Kutipan yang Disediakan
__________

Pertanyaannya sekarang bagaimana dengan kita; apakah kita masih mampu terus menerus  mendengungkan ditelinga anak-anak bangsa ini adanya Sumpah Pemuda Tahun 1928; Pekik Kemerdekaan 1945, Pekik Allahuakbar-nya Arek-Arek Suroboyo pada peristiwa 10 November, dan masih banyak lagi pekik heroik lainnya.  Juga seperti halnya Sumpah Palapa-nya Mahapatih Gajah Mada dijaman Majapahit yang melanggengkan negara itu sampai berusia 600 tahun lebih. Bagaimana upaya yang harus kita lakukan agar semangat Proklamasi 1945 itu tetap menjadi aliran darah manusia merdeka yang bernama  Indonesia.
Tugas Jaman seperti di atas tidak bisa kita lakukan hanya satu malam seperti kesaktian Sangkuriang menjadikan Tangkuban Perahu, atau Bandungbondowoso dalam menciptakan seribu Candi. Semua harus melalui proses, yang diawali dari perencanaan, aksi, dan evaluasi secara terus menerus disetiap lini kehidupan bangsa ini.
Upaya merajut kemudian mengikat semangat dan jiwa Keindonesiaan dalam Sabuk Nusantara bukanlah hanya tugas negara terhadap warganegaranya semata; akan tetapi juga tugas sesama warganegara dalam upaya semangat kebersamaan serta keberagaman dalam bernegara; menjadikan tali pengikat sabuk itu menjadi kokoh. Siapapun pemimpin Indonesia saat ini dan kedepan; tugas paling berat adalah merawat keindonesiaan. Pembangunan yang bersifat fisik siapapun pemimpinnya bisa melakukan, namun membangun kemudian merawat, menjaga keindonesiaan tidaklah semudah yang diucapkan. Karena setiap generasi memiliki tantangan tersendiri, dan memiliki aura jaman yang juga berbeda dengan masa sebelum ataupun masa kedepannya.

__________

Data yang Tersedia
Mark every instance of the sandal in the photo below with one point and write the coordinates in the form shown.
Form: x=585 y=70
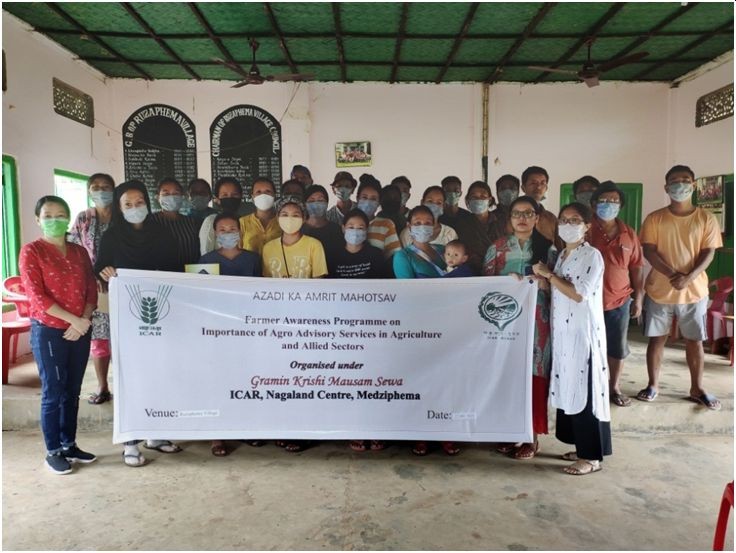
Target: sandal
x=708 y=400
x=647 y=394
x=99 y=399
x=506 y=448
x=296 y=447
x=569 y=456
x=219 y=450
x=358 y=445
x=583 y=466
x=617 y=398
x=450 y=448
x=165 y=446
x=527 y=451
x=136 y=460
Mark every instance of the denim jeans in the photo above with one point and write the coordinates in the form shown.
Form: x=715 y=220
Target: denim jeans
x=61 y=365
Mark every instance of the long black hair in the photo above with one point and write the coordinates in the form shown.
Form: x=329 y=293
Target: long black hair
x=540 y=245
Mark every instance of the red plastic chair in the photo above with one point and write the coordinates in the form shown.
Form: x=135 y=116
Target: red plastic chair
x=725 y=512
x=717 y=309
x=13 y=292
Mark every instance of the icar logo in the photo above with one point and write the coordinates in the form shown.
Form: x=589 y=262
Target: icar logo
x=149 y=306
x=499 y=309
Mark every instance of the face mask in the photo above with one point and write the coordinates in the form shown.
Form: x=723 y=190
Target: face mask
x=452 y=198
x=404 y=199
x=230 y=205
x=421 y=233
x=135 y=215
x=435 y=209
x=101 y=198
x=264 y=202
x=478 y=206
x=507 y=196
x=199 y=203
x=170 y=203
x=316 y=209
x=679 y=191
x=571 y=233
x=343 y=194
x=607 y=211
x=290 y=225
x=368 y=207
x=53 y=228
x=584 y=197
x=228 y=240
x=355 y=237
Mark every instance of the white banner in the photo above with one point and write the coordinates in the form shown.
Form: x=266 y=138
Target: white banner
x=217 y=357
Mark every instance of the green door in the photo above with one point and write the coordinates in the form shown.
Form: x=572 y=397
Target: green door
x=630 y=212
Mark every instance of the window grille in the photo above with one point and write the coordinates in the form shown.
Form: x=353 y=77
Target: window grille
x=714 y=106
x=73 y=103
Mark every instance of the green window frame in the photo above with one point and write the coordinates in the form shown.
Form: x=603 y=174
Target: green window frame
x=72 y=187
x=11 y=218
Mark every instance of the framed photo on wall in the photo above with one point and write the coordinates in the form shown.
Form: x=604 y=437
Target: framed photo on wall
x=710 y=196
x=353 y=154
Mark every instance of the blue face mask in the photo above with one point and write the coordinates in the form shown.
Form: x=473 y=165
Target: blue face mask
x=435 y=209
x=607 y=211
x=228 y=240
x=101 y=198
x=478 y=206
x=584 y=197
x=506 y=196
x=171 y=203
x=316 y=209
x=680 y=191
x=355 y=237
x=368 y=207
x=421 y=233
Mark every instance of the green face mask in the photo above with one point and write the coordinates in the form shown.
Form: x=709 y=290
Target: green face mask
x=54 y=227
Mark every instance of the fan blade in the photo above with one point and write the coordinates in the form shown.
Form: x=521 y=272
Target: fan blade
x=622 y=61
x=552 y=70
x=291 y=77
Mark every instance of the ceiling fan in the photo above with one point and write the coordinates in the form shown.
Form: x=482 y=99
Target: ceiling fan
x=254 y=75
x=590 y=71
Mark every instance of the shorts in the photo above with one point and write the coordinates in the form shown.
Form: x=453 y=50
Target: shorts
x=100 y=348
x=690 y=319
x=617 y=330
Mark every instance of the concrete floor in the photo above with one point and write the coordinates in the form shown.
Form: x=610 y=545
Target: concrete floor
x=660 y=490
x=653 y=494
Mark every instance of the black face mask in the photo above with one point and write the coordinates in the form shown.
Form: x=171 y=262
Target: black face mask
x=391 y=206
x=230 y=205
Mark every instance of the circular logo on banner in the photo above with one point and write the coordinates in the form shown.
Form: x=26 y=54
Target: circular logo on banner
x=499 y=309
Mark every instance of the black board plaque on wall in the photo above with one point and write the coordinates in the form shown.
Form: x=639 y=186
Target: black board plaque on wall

__________

Tugas yang Dikerjakan
#1 Menurut kutipan, sampai berusia berapa lama Majapahit bertahan berkat Sumpah Palapa Gajah Mada?
#2 Sebutkan semua tahap proses yang disebut dalam kutipan.

Jawaban yang Diberikan
#1 600 tahun lebih.

#2 Perencanaan, aksi, dan evaluasi.